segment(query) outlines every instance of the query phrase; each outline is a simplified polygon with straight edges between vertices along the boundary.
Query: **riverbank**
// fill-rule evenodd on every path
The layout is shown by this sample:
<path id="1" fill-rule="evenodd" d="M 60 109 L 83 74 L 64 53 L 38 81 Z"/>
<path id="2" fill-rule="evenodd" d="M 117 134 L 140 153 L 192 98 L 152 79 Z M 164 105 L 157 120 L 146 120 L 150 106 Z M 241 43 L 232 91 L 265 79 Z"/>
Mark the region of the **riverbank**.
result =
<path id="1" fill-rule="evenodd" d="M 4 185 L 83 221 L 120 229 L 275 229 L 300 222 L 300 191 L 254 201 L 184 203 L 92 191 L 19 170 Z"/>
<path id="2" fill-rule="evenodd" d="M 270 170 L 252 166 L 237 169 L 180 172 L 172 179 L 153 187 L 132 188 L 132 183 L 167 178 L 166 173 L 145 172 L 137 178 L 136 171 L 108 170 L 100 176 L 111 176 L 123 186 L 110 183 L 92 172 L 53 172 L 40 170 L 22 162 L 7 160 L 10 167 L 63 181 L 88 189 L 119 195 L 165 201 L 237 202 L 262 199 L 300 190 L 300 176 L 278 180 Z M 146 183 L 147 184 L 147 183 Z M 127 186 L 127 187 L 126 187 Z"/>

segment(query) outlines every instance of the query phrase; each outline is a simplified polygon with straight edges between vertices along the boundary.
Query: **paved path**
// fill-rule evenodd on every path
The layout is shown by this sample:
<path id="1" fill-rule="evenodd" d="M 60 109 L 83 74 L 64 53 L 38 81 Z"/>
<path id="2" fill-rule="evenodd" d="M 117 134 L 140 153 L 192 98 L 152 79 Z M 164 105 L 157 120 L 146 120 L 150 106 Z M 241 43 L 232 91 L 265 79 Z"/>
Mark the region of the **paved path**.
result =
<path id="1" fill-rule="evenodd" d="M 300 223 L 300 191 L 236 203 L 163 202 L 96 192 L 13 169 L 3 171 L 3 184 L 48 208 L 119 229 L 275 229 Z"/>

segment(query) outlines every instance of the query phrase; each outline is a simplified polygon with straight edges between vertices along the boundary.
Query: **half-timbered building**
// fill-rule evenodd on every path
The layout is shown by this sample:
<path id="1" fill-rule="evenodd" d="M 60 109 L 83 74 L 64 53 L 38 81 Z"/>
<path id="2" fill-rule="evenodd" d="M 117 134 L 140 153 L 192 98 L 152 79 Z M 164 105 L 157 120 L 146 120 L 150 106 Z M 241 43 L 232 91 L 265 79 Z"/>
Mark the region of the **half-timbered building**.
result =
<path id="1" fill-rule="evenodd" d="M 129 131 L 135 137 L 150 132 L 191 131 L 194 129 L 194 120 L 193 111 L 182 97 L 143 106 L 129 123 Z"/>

★ ★ ★

### What this task involves
Your answer should be the records themselves, returned word for word.

### Result for this exercise
segment(query) outlines every instance of the query phrase; each outline is a simplified polygon with straight edges between vertices along the boundary.
Query: **riverbank**
// fill-rule evenodd on every path
The layout is shown by this sample:
<path id="1" fill-rule="evenodd" d="M 60 109 L 83 74 L 64 53 L 38 81 Z"/>
<path id="2" fill-rule="evenodd" d="M 117 134 L 140 153 L 192 98 L 152 79 Z M 164 105 L 157 120 L 146 120 L 150 106 Z M 241 43 L 232 91 L 265 79 Z"/>
Mark the region of the **riverbank**.
result =
<path id="1" fill-rule="evenodd" d="M 4 185 L 83 221 L 120 229 L 275 229 L 300 222 L 300 191 L 254 201 L 184 203 L 92 191 L 19 170 Z"/>
<path id="2" fill-rule="evenodd" d="M 270 170 L 252 166 L 237 169 L 180 172 L 172 179 L 153 187 L 132 188 L 132 183 L 167 178 L 166 173 L 145 172 L 137 178 L 136 171 L 108 170 L 100 176 L 111 176 L 123 186 L 110 183 L 92 172 L 53 172 L 40 170 L 22 162 L 7 160 L 10 167 L 63 181 L 88 189 L 119 195 L 165 201 L 237 202 L 262 199 L 300 190 L 300 176 L 278 180 Z M 146 183 L 147 184 L 147 183 Z M 127 186 L 127 187 L 126 187 Z"/>

segment(query) outlines every instance of the query phrase; each outline is a simplified polygon with straight edges between vertices along the boundary.
Query: **paved path**
// fill-rule evenodd on every path
The layout is shown by this sample:
<path id="1" fill-rule="evenodd" d="M 60 109 L 83 74 L 64 53 L 38 81 Z"/>
<path id="2" fill-rule="evenodd" d="M 117 134 L 140 153 L 192 98 L 152 79 Z M 164 105 L 157 120 L 146 120 L 150 106 Z M 241 43 L 232 91 L 265 79 Z"/>
Mark the region of the **paved path**.
result =
<path id="1" fill-rule="evenodd" d="M 300 223 L 300 191 L 236 203 L 163 202 L 96 192 L 13 169 L 3 171 L 3 184 L 48 208 L 119 229 L 275 229 Z"/>

segment(query) outlines every instance of the query phrase; each outline is a simplified polygon with straight edges between vertices along the boundary.
Query: **half-timbered building**
// fill-rule evenodd on every path
The layout is shown by this sample:
<path id="1" fill-rule="evenodd" d="M 60 109 L 83 74 L 64 53 L 38 81 Z"/>
<path id="2" fill-rule="evenodd" d="M 117 134 L 140 153 L 192 98 L 152 79 Z M 164 105 L 157 120 L 146 120 L 150 106 Z M 241 43 L 232 91 L 265 79 Z"/>
Mark the region of the **half-timbered building**.
result =
<path id="1" fill-rule="evenodd" d="M 129 131 L 135 137 L 150 132 L 191 131 L 194 129 L 194 120 L 193 111 L 182 97 L 143 106 L 129 123 Z"/>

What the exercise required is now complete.